» **Source excerpt**
------------------------------------------------

[clang] aa97908 - [clang][Syntax] Optimize expandedTokens for token ranges.

Utkarsh Saxena via cfe-commits cfe-commits at lists.llvm.org
Thu Mar 25 10:54:25 PDT 2021


Author: Utkarsh Saxena
Date: 2021-03-25T18:54:15+01:00
New Revision: aa979084dffba86a3e170826b4e89d90820bb78b

URL: https://github.com/llvm/llvm-project/commit/aa979084dffba86a3e170826b4e89d90820bb78b
DIFF: https://github.com/llvm/llvm-project/commit/aa979084dffba86a3e170826b4e89d90820bb78b.diff

LOG: [clang][Syntax] Optimize expandedTokens for token ranges.

`expandedTokens(SourceRange)` used to do a binary search to get the
expanded tokens belonging to a source range. Each binary search uses
`isBeforeInTranslationUnit` to order two source locations. This is
inherently very slow.
By profiling clangd we found out that users like clangd::SelectionTree
spend 95% of time in `isBeforeInTranslationUnit`. Also it is worth
noting that users of `expandedTokens(SourceRange)` majorly use ranges
provided by AST to query this funciton. The ranges provided by AST are
token ranges (starting at the beginning of a token and ending at the
beginning of another token).

Therefore we can avoid the binary search in majority of the cases by
maintaining an index of ExpandedToken by their SourceLocations. We still
do binary search for ranges which are not token ranges but such
instances are quite low.

Performance:
`~/build/bin/clangd --check=clang/lib/Serialization/ASTReader.cpp`
Before: Took 2:10s to complete.
Now: Took 1:13s to complete.

Differential Revision: https://reviews.llvm.org/D99086

Added: 
    

Modified: 
    clang-tools-extra/clangd/ParsedAST.cpp
    clang/include/clang/Tooling/Syntax/Tokens.h
    clang/lib/Tooling/Syntax/Tokens.cpp
    clang/unittests/Tooling/Syntax/TokensTest.cpp

Removed: 
    


################################################################################
diff  --git a/clang-tools-extra/clangd/ParsedAST.cpp b/clang-tools-extra/clangd/ParsedAST.cpp
index 119263f0a891c..fca19428192e9 100644
--- a/clang-tools-extra/clangd/ParsedAST.cpp
+++ b/clang-tools-extra/clangd/ParsedAST.cpp
@@ -423,6 +423,8 @@ ParsedAST::build(llvm::StringRef Filename, const ParseInputs &Inputs,
   // tokens from running the preprocessor inside the checks (only
   // modernize-use-trailing-return-type does that today).

------------------------------------------------

» **Data excerpt**
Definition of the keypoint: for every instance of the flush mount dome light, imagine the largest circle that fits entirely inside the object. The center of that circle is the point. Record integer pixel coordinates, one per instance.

------------------------------------------------

» **What you are asked to do**
Please transcribe the part of the clang commit notice starting with "Therefore we can" and going on through "1:13s to complete.".

» **Response for this exercise**
Therefore we can avoid the binary search in majority of the cases by
maintaining an index of ExpandedToken by their SourceLocations. We still
do binary search for ranges which are not token ranges but such
instances are quite low.

Performance:
`~/build/bin/clangd --check=clang/lib/Serialization/ASTReader.cpp`
Before: Took 2:10s to complete.
Now: Took 1:13s to complete.